> Exercise directions
Turn the entries starting with the line that contains "Reviewer note: confirm that every instance of the rust-colored" and going on through the line that contains "Target: rust-colored shipping container" into a JSON list of strings, one string per line, with blank lines left out.

> Task input
# # #
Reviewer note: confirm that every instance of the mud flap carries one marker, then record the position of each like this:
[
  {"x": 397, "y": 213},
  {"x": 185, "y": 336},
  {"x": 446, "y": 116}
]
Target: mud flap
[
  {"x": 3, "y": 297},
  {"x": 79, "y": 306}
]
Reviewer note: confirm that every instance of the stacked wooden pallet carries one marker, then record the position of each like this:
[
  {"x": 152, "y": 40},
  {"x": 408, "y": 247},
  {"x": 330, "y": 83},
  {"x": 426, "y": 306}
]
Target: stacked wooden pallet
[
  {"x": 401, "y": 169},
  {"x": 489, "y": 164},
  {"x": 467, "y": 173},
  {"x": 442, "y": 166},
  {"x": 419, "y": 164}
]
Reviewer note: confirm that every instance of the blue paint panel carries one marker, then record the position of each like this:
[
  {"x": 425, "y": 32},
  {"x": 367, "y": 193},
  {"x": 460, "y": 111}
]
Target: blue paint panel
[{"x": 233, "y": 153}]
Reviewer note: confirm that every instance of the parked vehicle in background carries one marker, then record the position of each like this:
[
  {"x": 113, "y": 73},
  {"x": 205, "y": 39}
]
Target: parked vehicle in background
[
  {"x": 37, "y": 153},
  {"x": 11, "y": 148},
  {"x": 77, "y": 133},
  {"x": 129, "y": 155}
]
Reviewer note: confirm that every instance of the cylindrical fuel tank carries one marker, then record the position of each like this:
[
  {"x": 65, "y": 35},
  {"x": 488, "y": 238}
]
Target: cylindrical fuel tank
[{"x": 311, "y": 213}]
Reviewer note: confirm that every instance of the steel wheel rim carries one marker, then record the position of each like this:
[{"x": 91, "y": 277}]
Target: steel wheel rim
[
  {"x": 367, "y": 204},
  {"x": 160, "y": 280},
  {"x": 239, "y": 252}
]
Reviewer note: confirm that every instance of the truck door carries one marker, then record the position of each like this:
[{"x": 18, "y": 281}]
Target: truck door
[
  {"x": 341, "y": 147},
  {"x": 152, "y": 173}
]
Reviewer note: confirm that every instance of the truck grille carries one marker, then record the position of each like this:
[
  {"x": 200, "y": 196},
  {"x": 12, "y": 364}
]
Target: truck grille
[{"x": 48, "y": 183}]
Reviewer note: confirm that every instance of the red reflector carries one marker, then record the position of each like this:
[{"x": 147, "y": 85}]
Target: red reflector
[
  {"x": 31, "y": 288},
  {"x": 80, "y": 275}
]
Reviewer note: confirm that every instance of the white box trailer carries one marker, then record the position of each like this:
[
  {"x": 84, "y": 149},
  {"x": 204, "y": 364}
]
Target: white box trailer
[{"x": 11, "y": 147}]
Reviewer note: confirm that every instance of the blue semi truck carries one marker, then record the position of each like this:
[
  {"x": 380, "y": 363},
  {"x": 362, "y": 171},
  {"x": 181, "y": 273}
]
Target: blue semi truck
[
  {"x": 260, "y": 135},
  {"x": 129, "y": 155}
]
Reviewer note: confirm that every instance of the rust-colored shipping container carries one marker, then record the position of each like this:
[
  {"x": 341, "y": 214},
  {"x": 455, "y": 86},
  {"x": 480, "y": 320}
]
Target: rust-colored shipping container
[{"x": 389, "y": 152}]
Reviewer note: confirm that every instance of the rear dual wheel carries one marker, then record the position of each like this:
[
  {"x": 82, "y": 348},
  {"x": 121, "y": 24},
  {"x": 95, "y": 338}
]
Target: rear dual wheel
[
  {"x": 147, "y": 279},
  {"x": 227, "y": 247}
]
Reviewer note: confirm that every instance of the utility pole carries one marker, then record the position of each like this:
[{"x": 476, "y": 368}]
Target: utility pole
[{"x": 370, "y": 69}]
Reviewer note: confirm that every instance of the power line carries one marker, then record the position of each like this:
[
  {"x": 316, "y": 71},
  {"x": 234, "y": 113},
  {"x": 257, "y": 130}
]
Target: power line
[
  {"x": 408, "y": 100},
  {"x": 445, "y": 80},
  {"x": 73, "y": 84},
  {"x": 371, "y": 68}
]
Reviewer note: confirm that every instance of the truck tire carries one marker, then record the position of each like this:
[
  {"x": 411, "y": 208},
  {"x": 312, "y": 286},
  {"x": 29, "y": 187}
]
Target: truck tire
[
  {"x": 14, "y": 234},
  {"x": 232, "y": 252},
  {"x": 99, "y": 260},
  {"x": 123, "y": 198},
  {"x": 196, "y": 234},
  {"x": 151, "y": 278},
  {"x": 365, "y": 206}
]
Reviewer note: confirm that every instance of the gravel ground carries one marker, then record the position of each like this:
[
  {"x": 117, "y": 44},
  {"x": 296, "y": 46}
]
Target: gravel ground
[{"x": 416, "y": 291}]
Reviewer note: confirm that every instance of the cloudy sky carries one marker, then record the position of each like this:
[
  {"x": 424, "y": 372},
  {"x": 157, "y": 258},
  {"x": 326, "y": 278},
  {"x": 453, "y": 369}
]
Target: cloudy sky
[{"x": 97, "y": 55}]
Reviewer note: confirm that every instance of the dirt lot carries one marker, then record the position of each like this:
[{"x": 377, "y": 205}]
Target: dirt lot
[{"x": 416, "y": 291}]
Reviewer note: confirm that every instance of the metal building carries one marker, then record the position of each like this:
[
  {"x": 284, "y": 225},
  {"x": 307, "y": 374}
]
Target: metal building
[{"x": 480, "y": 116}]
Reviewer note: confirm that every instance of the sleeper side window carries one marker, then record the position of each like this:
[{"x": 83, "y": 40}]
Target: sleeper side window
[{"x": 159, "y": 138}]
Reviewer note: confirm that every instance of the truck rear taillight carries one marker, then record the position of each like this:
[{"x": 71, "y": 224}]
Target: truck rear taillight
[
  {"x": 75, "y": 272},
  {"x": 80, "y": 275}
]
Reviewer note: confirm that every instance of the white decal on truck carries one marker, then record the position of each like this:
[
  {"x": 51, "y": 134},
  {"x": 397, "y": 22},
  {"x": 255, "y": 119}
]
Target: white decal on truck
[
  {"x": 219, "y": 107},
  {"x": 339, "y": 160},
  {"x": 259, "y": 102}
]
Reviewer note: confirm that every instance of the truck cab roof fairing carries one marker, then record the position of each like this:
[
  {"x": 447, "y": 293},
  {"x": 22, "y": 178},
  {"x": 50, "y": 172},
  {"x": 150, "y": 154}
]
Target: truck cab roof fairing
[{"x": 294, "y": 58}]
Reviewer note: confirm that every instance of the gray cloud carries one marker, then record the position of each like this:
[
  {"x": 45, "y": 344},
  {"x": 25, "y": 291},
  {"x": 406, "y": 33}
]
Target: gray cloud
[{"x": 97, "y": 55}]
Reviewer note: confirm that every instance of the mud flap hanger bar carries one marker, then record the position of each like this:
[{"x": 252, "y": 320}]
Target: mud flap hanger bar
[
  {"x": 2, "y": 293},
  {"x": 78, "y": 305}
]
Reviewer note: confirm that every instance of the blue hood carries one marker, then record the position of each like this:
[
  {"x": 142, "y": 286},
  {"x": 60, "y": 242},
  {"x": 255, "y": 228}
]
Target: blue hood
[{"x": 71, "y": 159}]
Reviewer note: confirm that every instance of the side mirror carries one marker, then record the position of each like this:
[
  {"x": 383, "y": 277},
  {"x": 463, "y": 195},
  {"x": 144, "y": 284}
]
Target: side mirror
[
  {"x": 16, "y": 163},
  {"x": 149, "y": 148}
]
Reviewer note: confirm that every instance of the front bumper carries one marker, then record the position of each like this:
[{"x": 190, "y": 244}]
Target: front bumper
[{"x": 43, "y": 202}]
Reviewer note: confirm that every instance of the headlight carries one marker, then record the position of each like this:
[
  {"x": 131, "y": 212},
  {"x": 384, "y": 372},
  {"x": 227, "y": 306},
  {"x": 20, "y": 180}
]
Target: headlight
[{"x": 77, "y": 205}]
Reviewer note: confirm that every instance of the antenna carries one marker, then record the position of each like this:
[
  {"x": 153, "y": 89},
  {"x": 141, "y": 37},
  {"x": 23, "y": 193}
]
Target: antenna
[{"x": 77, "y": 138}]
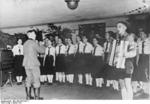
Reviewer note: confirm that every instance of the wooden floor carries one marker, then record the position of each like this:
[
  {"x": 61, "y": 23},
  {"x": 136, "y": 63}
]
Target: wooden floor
[
  {"x": 59, "y": 91},
  {"x": 56, "y": 91}
]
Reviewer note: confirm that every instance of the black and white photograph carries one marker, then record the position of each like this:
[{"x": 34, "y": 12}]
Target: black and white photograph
[{"x": 74, "y": 50}]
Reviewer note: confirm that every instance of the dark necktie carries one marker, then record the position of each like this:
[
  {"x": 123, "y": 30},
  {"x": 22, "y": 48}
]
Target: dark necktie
[
  {"x": 106, "y": 46},
  {"x": 143, "y": 47},
  {"x": 94, "y": 50},
  {"x": 68, "y": 50},
  {"x": 49, "y": 51},
  {"x": 84, "y": 48},
  {"x": 78, "y": 47},
  {"x": 59, "y": 49},
  {"x": 19, "y": 51}
]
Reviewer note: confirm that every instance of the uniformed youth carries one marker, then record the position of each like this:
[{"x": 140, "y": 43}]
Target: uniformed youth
[
  {"x": 60, "y": 61},
  {"x": 79, "y": 59},
  {"x": 97, "y": 59},
  {"x": 87, "y": 54},
  {"x": 18, "y": 57},
  {"x": 49, "y": 61},
  {"x": 70, "y": 56}
]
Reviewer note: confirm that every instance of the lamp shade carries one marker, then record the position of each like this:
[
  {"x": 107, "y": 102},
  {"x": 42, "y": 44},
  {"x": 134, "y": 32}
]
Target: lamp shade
[{"x": 72, "y": 4}]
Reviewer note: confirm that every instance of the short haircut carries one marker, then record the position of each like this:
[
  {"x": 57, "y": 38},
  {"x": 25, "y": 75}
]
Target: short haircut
[{"x": 30, "y": 31}]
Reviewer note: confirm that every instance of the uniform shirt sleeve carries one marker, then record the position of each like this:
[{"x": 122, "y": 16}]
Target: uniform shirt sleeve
[
  {"x": 40, "y": 49},
  {"x": 132, "y": 51}
]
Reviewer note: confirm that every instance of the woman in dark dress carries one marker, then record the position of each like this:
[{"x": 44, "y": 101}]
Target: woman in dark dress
[{"x": 18, "y": 59}]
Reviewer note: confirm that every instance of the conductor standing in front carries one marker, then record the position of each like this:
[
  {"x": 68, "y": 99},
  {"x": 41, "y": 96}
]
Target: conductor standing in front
[{"x": 32, "y": 64}]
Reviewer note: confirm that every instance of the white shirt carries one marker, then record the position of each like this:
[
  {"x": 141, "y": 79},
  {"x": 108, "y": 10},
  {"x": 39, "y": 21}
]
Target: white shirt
[
  {"x": 16, "y": 49},
  {"x": 88, "y": 48},
  {"x": 99, "y": 51},
  {"x": 132, "y": 50},
  {"x": 80, "y": 49},
  {"x": 107, "y": 45},
  {"x": 62, "y": 49},
  {"x": 70, "y": 49},
  {"x": 146, "y": 47},
  {"x": 50, "y": 51}
]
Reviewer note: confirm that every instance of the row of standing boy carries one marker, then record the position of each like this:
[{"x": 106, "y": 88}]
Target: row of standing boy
[
  {"x": 67, "y": 62},
  {"x": 82, "y": 61}
]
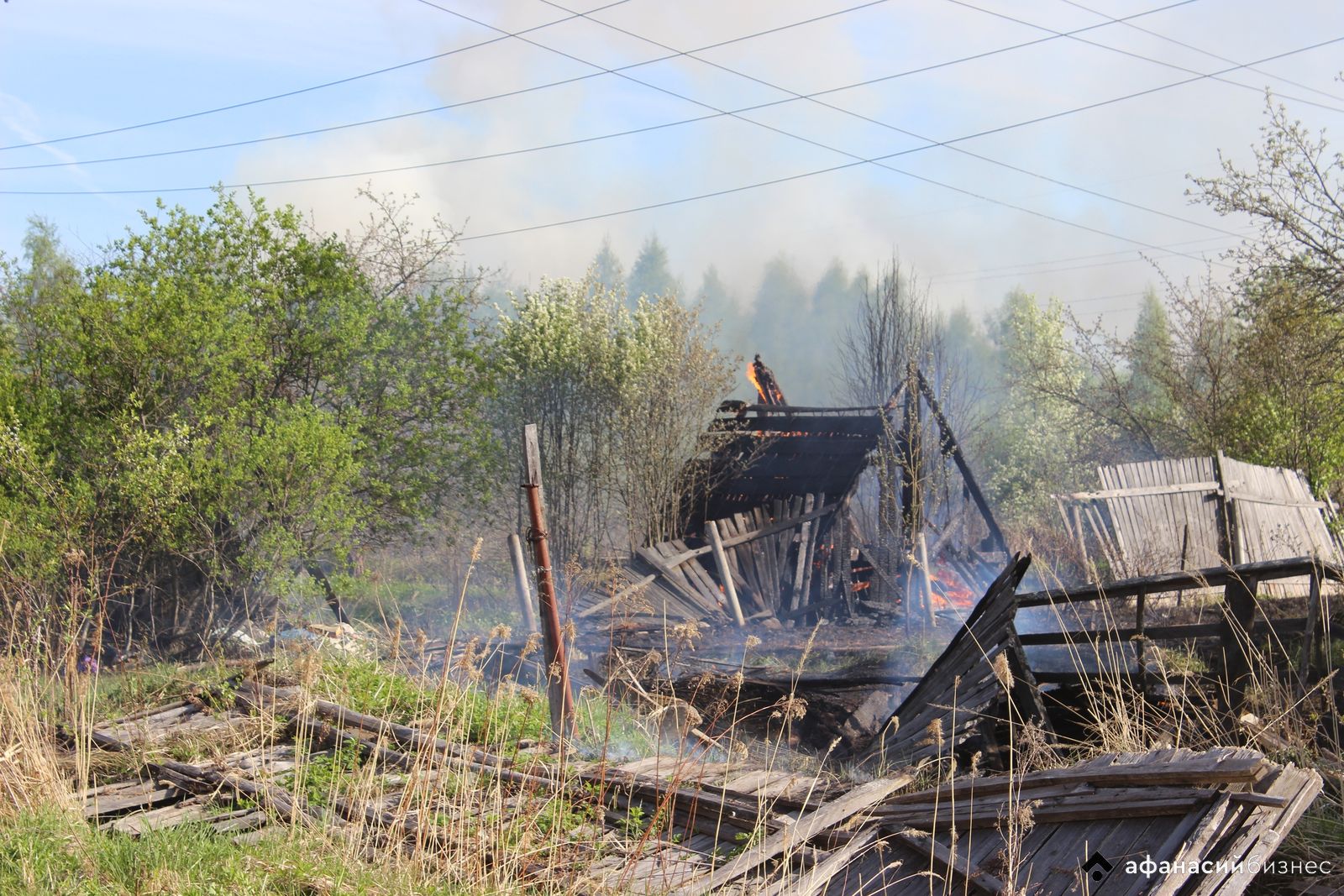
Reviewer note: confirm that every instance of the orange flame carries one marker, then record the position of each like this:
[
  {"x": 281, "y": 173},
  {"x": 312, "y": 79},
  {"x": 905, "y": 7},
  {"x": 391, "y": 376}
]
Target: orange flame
[
  {"x": 952, "y": 593},
  {"x": 769, "y": 394}
]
# # #
> Task output
[
  "Reviewer note: confirm that every instance of the rust-colored shipping container carries one marker, then record the position of each like this:",
  "[",
  "  {\"x\": 341, \"y\": 214},",
  "  {\"x\": 455, \"y\": 86},",
  "  {\"x\": 480, \"y\": 320}",
  "]",
  "Target: rust-colored shipping container"
]